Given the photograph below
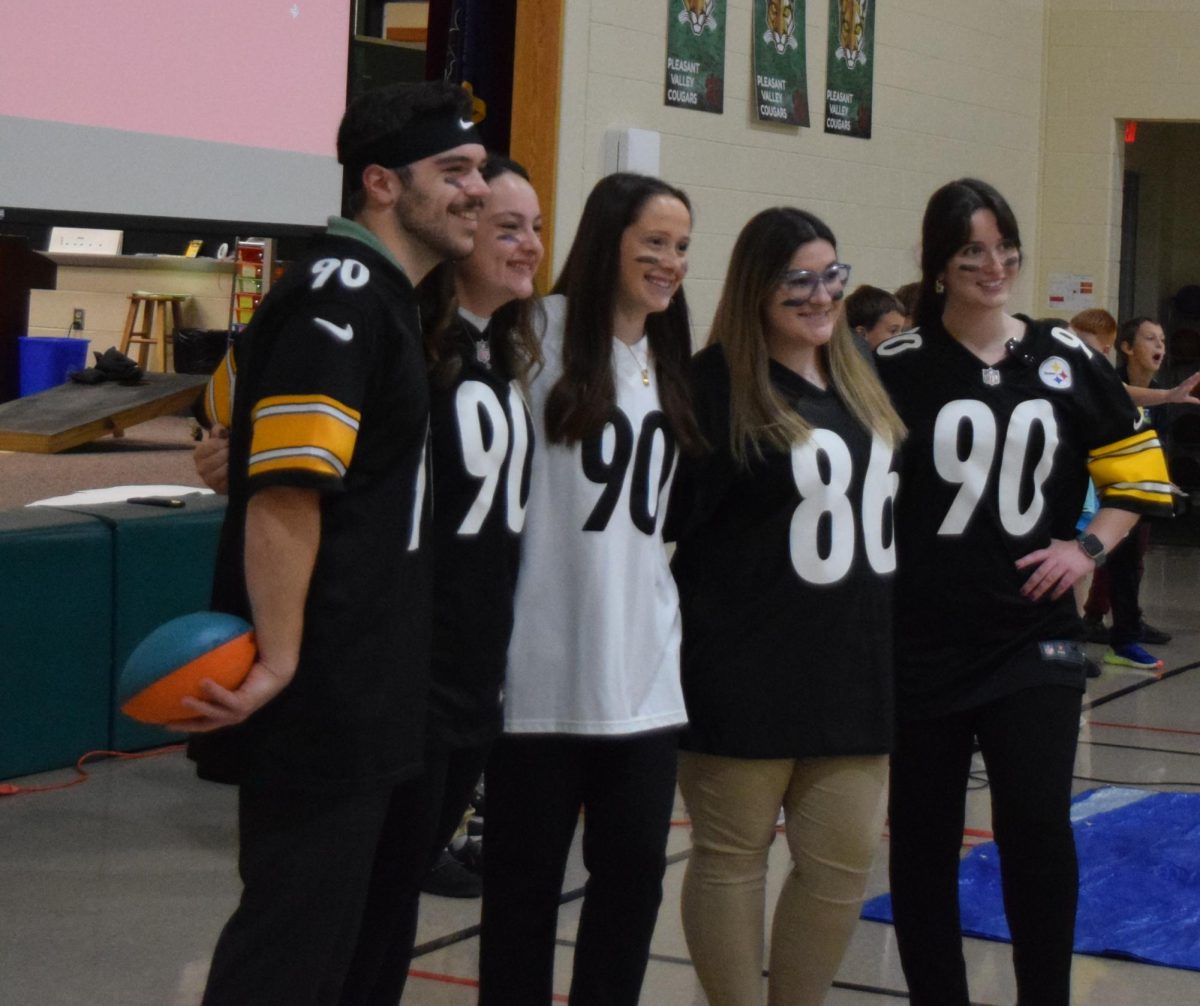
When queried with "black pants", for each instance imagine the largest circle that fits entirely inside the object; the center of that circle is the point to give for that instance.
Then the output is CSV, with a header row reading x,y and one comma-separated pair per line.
x,y
379,969
535,786
331,887
1125,567
1027,741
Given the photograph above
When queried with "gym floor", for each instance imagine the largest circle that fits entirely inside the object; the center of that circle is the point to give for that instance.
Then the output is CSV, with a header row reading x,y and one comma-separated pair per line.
x,y
112,892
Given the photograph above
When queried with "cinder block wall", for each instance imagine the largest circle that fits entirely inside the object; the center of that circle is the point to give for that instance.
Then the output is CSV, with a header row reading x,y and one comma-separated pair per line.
x,y
1108,61
958,90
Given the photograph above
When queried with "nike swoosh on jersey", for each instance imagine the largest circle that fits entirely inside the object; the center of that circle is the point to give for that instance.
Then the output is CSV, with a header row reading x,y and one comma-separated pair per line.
x,y
341,333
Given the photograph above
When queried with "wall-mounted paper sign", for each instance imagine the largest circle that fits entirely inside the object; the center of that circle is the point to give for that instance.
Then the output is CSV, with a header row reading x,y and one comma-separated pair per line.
x,y
1071,293
780,81
695,70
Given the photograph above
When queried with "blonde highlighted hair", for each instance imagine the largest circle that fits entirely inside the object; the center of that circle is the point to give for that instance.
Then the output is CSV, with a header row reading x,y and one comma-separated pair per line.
x,y
761,415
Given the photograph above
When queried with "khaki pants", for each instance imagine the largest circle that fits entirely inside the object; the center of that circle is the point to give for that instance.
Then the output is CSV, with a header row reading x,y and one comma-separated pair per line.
x,y
833,812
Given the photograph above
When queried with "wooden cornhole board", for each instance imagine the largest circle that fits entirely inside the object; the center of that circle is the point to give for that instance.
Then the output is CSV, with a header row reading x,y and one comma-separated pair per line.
x,y
73,414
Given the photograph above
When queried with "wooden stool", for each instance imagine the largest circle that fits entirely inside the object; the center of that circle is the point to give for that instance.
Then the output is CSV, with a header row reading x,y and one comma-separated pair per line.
x,y
156,328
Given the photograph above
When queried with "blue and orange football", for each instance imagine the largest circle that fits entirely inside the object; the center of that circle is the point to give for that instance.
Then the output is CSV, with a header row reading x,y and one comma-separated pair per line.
x,y
172,660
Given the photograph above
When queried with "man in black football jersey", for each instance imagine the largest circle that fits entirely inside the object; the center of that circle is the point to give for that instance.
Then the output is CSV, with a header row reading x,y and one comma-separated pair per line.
x,y
1007,417
325,549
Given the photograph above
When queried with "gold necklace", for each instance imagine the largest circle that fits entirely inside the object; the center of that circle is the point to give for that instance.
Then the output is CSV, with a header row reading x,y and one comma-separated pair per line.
x,y
643,369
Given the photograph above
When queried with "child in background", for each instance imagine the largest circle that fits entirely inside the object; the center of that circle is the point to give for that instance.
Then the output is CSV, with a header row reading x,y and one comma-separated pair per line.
x,y
874,315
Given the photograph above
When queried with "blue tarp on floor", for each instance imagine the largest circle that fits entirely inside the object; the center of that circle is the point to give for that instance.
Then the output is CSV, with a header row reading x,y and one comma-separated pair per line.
x,y
1139,869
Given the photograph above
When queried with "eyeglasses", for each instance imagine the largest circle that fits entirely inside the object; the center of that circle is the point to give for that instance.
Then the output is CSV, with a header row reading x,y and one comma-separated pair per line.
x,y
801,285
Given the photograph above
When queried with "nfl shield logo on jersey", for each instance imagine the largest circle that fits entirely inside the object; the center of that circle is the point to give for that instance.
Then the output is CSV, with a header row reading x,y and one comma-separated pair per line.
x,y
1055,372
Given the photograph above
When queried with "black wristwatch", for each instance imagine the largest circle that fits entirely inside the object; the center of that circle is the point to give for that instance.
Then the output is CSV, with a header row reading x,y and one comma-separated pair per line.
x,y
1092,548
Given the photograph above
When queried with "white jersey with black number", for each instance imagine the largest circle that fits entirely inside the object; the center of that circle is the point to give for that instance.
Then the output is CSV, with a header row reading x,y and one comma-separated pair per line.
x,y
597,629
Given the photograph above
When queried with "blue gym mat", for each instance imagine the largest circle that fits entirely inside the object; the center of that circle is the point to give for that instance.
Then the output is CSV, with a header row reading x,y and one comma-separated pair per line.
x,y
1139,879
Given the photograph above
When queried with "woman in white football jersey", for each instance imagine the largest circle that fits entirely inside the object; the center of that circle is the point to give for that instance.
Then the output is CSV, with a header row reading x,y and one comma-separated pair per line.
x,y
1006,419
593,705
784,562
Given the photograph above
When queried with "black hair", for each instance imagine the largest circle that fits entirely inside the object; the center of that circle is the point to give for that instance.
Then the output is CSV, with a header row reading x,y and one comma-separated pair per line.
x,y
582,399
1128,331
387,111
947,228
513,337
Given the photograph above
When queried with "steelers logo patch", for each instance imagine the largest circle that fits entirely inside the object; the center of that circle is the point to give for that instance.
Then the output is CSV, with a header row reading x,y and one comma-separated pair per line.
x,y
1055,372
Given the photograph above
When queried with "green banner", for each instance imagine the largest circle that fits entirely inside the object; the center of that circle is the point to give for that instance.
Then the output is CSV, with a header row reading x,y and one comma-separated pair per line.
x,y
849,67
780,81
696,54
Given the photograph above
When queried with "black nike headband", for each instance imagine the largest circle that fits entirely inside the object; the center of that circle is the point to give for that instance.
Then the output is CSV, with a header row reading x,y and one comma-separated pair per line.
x,y
420,137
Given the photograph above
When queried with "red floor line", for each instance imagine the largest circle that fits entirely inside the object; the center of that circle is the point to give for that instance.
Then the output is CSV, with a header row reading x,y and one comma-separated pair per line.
x,y
1149,729
453,980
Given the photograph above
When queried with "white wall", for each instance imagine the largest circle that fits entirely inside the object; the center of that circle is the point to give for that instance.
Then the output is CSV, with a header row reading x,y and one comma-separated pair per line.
x,y
958,91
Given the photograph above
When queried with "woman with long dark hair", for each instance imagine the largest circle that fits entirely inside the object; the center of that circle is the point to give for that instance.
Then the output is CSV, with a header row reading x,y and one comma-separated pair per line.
x,y
593,704
784,562
1007,417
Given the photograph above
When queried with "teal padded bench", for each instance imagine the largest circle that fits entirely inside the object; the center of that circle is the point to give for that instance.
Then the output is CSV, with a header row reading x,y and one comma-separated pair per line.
x,y
162,567
55,638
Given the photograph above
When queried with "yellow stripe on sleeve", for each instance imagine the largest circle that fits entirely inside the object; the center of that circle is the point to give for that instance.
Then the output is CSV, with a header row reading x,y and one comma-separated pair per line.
x,y
303,432
1132,474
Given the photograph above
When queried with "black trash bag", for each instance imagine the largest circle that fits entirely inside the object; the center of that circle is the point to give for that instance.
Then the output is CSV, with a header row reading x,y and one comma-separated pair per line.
x,y
199,351
111,365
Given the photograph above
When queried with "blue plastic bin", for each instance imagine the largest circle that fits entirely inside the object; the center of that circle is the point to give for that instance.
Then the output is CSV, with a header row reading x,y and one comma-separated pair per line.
x,y
47,361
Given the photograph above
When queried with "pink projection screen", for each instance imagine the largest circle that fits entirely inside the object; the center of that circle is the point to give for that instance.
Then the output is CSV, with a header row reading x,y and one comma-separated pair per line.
x,y
193,108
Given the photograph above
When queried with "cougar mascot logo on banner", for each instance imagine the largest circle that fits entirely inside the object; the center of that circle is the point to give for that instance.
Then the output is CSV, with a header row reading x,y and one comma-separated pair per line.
x,y
780,25
697,15
852,27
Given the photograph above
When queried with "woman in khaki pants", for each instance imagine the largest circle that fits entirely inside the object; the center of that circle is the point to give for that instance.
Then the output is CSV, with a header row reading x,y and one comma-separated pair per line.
x,y
784,563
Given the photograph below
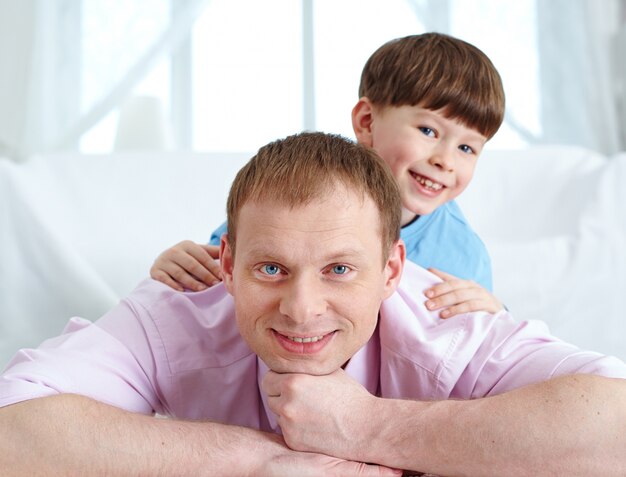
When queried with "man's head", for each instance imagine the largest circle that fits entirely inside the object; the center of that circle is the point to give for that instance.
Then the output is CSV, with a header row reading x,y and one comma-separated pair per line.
x,y
313,249
436,86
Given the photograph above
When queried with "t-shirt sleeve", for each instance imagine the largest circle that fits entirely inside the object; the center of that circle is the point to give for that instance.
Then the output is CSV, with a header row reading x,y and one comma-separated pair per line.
x,y
89,360
515,354
217,234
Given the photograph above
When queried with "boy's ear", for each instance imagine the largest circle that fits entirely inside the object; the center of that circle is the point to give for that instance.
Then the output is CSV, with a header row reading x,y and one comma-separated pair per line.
x,y
394,267
227,263
362,117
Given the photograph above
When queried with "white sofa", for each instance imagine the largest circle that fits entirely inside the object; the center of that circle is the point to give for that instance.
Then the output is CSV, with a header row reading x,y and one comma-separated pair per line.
x,y
79,232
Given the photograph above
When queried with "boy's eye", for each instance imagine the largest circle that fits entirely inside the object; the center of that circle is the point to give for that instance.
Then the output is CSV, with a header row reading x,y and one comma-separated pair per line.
x,y
270,269
340,269
427,131
467,149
+++
__Aim__. Please tally how many lines of the entries above contain the word "blue". Reply with the number alone.

__Right answer__. 4